> _WRITTEN EXERCISE_
Replace "benchmark" with "test" in the lines that begin at the line containing "the yellow flower" and stop after the last line of the records, changing nothing else. Leave the pictures out of your answer.
★ ★ ★ ★ ★
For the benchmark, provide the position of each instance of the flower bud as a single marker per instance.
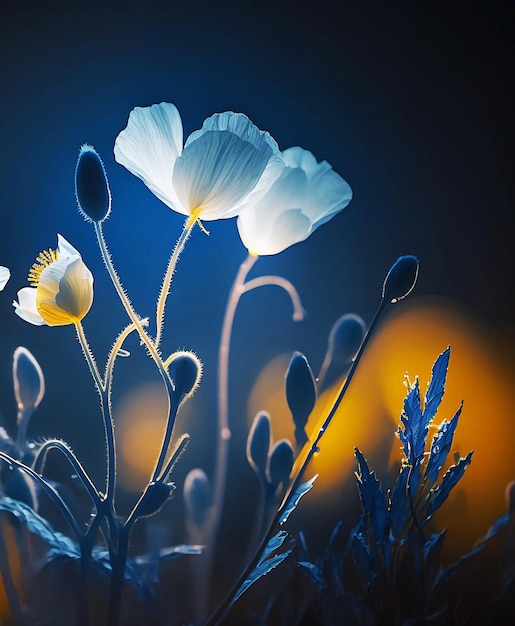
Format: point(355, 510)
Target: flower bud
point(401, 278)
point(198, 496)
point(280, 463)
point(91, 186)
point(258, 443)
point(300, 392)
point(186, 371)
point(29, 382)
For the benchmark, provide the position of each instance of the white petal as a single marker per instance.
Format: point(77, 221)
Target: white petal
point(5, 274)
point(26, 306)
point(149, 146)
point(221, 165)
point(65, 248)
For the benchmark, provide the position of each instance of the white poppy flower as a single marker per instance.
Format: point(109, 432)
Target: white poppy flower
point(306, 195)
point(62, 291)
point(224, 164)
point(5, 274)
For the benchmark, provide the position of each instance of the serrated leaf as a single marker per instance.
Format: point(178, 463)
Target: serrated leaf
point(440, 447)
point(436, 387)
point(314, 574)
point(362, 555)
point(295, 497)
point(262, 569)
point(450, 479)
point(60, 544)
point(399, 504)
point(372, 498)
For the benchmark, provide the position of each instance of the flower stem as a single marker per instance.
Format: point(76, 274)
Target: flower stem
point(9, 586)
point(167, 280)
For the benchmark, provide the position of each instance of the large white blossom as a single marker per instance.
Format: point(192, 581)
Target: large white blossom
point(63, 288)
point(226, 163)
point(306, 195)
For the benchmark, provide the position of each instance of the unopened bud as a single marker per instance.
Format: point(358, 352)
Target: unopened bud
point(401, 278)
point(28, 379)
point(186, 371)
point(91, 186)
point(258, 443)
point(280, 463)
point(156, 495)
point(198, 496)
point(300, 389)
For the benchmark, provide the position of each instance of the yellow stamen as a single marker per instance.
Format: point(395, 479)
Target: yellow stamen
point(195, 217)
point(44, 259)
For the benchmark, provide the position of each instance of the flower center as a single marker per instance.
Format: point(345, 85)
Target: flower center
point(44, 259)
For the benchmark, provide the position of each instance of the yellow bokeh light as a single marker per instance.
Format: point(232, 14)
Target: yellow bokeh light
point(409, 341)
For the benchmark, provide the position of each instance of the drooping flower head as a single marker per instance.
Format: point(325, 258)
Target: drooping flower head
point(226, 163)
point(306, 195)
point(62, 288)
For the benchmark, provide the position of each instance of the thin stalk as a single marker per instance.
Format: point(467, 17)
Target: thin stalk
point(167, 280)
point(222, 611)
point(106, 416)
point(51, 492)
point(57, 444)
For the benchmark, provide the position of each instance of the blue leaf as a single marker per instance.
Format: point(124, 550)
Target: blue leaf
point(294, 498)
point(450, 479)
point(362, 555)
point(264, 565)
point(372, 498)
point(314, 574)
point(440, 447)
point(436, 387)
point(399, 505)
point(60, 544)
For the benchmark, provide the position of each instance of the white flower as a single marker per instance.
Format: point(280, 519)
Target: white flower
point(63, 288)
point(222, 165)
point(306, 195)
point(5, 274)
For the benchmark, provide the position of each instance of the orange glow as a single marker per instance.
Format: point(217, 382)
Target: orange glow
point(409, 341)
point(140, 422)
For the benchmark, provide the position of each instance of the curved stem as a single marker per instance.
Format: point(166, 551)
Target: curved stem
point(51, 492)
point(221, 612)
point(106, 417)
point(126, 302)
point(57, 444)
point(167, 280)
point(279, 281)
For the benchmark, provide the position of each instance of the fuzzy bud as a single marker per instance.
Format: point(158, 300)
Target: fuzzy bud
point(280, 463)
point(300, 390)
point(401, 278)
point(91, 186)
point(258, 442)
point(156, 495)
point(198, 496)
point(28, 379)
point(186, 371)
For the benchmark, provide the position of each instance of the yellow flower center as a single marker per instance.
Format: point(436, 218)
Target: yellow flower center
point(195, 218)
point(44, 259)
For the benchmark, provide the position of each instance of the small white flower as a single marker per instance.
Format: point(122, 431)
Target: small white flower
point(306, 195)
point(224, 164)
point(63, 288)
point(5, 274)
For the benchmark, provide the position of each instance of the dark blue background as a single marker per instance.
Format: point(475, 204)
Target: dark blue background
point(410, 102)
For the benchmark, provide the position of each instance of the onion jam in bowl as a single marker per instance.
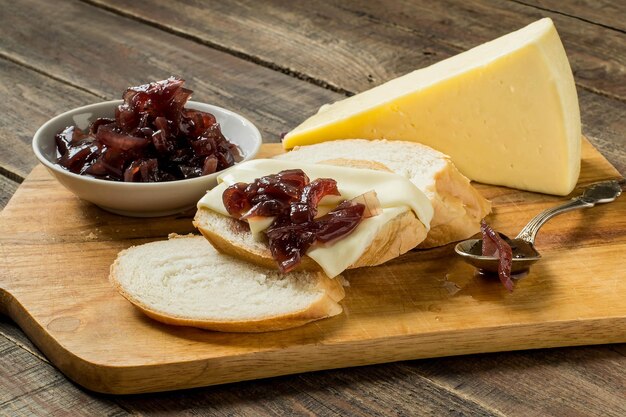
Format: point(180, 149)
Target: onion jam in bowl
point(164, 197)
★ ★ ★ ★ ★
> _FINAL ANSWER_
For the test, provide the position of each instance of the yellow flower center as a single marker per instance.
Format: point(436, 218)
Target: yellow flower center
point(195, 218)
point(44, 259)
For the test, provide the position of each instance of the small white flower as a single marker per instance.
Format: point(122, 431)
Target: small white flower
point(306, 195)
point(224, 164)
point(63, 288)
point(5, 274)
For the test, provide the position of each instance of the dark blue background as a single marker per instance.
Format: point(475, 204)
Target: dark blue background
point(410, 102)
For the test, provide the position of each instance of the onion jam in bowl as a single marker per instance.
Format: point(180, 149)
Target: onion jam in bowl
point(164, 197)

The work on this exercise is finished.